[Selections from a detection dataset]
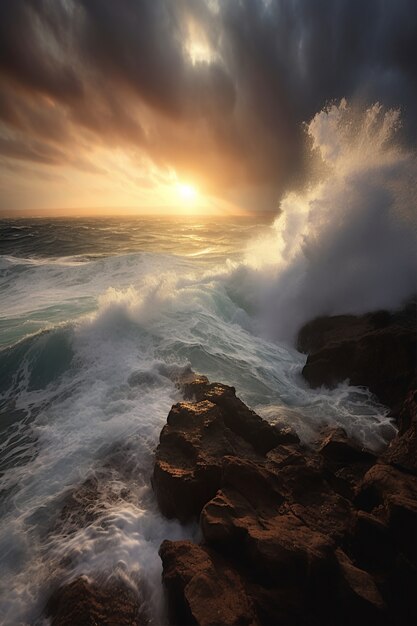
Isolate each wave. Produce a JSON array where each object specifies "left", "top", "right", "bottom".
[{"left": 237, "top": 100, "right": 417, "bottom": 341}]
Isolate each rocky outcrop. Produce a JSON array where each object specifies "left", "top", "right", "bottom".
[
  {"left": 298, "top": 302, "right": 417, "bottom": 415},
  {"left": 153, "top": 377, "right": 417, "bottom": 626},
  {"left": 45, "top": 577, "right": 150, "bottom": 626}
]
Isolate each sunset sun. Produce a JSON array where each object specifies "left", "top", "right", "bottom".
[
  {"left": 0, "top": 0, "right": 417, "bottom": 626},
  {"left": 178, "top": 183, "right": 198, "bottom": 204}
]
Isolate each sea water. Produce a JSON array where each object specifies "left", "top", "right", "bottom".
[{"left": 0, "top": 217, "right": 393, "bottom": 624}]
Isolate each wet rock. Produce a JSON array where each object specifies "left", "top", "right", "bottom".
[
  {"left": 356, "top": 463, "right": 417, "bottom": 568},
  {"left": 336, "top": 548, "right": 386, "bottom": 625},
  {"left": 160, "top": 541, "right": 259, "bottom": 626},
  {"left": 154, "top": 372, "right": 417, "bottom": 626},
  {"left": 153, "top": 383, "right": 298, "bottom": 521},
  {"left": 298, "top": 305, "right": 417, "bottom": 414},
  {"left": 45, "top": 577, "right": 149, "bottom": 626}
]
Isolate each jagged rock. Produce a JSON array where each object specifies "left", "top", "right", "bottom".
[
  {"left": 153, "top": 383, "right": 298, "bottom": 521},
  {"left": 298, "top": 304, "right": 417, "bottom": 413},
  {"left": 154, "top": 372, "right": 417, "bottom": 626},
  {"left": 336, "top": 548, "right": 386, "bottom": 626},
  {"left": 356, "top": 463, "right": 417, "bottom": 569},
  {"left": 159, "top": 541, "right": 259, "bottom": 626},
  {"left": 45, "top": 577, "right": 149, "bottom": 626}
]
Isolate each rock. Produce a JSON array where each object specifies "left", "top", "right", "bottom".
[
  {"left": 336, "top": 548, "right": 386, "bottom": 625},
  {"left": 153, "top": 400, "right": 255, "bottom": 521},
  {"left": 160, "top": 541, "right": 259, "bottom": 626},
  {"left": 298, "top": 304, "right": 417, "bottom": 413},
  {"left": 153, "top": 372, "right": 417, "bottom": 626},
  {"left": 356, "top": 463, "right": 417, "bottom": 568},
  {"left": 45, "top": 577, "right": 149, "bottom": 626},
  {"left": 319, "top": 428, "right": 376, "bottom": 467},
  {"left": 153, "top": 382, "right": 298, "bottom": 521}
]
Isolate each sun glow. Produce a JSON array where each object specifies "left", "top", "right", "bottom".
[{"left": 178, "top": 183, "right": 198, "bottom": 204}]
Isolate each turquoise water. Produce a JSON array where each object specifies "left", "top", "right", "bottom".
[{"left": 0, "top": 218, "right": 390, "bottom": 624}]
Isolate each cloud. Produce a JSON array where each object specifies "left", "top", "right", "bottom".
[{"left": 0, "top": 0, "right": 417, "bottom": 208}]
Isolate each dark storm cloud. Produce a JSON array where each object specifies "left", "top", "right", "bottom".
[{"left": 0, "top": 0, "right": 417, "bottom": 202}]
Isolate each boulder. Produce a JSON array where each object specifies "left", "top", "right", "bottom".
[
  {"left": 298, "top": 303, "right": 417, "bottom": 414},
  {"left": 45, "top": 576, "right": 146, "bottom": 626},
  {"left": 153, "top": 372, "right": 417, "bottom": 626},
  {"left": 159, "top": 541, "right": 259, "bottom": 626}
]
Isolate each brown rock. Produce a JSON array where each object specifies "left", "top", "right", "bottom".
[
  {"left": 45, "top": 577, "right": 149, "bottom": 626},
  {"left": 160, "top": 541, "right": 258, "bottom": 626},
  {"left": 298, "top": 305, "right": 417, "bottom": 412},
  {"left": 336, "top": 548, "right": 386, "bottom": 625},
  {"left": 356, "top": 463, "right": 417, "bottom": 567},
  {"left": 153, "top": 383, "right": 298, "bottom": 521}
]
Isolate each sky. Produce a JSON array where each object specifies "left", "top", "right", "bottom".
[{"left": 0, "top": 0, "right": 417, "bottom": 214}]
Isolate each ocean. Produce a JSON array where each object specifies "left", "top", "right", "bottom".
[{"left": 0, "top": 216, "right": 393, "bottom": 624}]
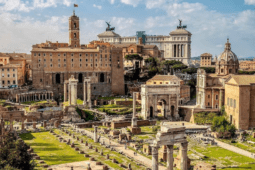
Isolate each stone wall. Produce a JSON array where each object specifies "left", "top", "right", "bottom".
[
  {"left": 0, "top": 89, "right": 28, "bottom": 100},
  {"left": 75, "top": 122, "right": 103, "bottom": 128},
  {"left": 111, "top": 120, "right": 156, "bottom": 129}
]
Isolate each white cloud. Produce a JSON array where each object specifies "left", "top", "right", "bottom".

> [Exercise brief]: Arrange every line of the listing above as a numbered list, leaving out blank lines and the pictures.

> [Exercise response]:
1. Isolate each wave. Produce a JSON array where each object specifies "left", "top", "right", "bottom".
2. [{"left": 237, "top": 100, "right": 417, "bottom": 341}]
3. Isolate each rocky outcrop. Produce a JSON array where each object specifies "left", "top", "right", "bottom".
4. [
5.   {"left": 298, "top": 302, "right": 417, "bottom": 415},
6.   {"left": 153, "top": 377, "right": 417, "bottom": 626},
7.   {"left": 45, "top": 577, "right": 150, "bottom": 626}
8. ]
9. Isolate each sunset sun. Produce a JSON array where each object specifies "left", "top", "right", "bottom".
10. [
11.   {"left": 0, "top": 0, "right": 417, "bottom": 626},
12.   {"left": 178, "top": 183, "right": 198, "bottom": 204}
13. ]
14. Isolate each sea water. Produce a JSON array where each object specifies "left", "top", "right", "bottom".
15. [{"left": 0, "top": 217, "right": 393, "bottom": 624}]
16. Isolate each wet rock. Produce a JSON array where each object specifies "left", "top", "right", "bottom".
17. [
18.   {"left": 356, "top": 463, "right": 417, "bottom": 568},
19.   {"left": 336, "top": 548, "right": 386, "bottom": 625},
20.   {"left": 160, "top": 541, "right": 259, "bottom": 626},
21.   {"left": 154, "top": 372, "right": 417, "bottom": 626},
22.   {"left": 153, "top": 383, "right": 298, "bottom": 521},
23.   {"left": 298, "top": 305, "right": 417, "bottom": 414},
24.   {"left": 45, "top": 577, "right": 149, "bottom": 626}
25. ]
26. Isolate each jagged rock. Produce a JSON array where each object specifies "left", "top", "right", "bottom".
27. [
28.   {"left": 153, "top": 383, "right": 298, "bottom": 521},
29.   {"left": 298, "top": 304, "right": 417, "bottom": 413},
30.   {"left": 154, "top": 372, "right": 417, "bottom": 626},
31.   {"left": 336, "top": 548, "right": 386, "bottom": 626},
32.   {"left": 356, "top": 463, "right": 417, "bottom": 569},
33.   {"left": 159, "top": 541, "right": 259, "bottom": 626},
34.   {"left": 45, "top": 577, "right": 149, "bottom": 626}
35. ]
36. Isolate each rock. Produce a JSON array where each object specifies "left", "top", "right", "bottom".
37. [
38.   {"left": 336, "top": 548, "right": 386, "bottom": 625},
39.   {"left": 153, "top": 400, "right": 255, "bottom": 521},
40.   {"left": 160, "top": 541, "right": 259, "bottom": 626},
41.   {"left": 298, "top": 304, "right": 417, "bottom": 413},
42.   {"left": 153, "top": 372, "right": 417, "bottom": 626},
43.   {"left": 356, "top": 463, "right": 417, "bottom": 568},
44.   {"left": 45, "top": 577, "right": 149, "bottom": 626},
45.   {"left": 319, "top": 428, "right": 376, "bottom": 467},
46.   {"left": 153, "top": 382, "right": 298, "bottom": 521}
47. ]
48. Isolate each sun glow. Produce a JSON array where each object specifies "left", "top", "right", "bottom".
49. [{"left": 178, "top": 183, "right": 198, "bottom": 204}]
50. Isolate each turquoise water. Produce a JSON array where each object specifies "left", "top", "right", "bottom".
51. [{"left": 0, "top": 218, "right": 390, "bottom": 624}]
52. Isolate each cloud. Produce a JSON array where each object specifies "left", "top", "right", "bottom".
53. [{"left": 0, "top": 0, "right": 417, "bottom": 208}]
54. Isolate each dark storm cloud. Produce a JSON array where each object specifies "left", "top", "right", "bottom".
55. [{"left": 0, "top": 0, "right": 417, "bottom": 202}]
56. Isolate each boulder. Produce a JSON array where each object specifies "left", "top", "right", "bottom".
57. [
58.   {"left": 298, "top": 303, "right": 417, "bottom": 414},
59.   {"left": 45, "top": 576, "right": 146, "bottom": 626},
60.   {"left": 153, "top": 372, "right": 417, "bottom": 626},
61.   {"left": 159, "top": 541, "right": 259, "bottom": 626}
62. ]
63. Isolate each brown rock. Produce a JSON array where each object specifies "left", "top", "right", "bottom".
64. [
65.   {"left": 45, "top": 577, "right": 149, "bottom": 626},
66.   {"left": 160, "top": 541, "right": 258, "bottom": 626},
67.   {"left": 298, "top": 305, "right": 417, "bottom": 412},
68.   {"left": 336, "top": 548, "right": 386, "bottom": 625},
69.   {"left": 356, "top": 463, "right": 417, "bottom": 567},
70.   {"left": 153, "top": 383, "right": 298, "bottom": 521}
71. ]
72. Isolate each sky. Produce a JSON array where each object specifies "left", "top", "right", "bottom".
73. [{"left": 0, "top": 0, "right": 417, "bottom": 214}]
74. Isolate each ocean. Produce a JSON array where each object specifies "left", "top", "right", "bottom".
75. [{"left": 0, "top": 216, "right": 393, "bottom": 624}]
76. Isolate each stone wall. Produce a JSON array where each object specifies "left", "top", "right", "bottom".
77. [
78.   {"left": 0, "top": 89, "right": 28, "bottom": 100},
79.   {"left": 75, "top": 122, "right": 103, "bottom": 128},
80.   {"left": 111, "top": 120, "right": 156, "bottom": 129}
81. ]
82. Isolate each white cloud. Produce a JSON array where each object specifies "left", "top", "right", "bottom".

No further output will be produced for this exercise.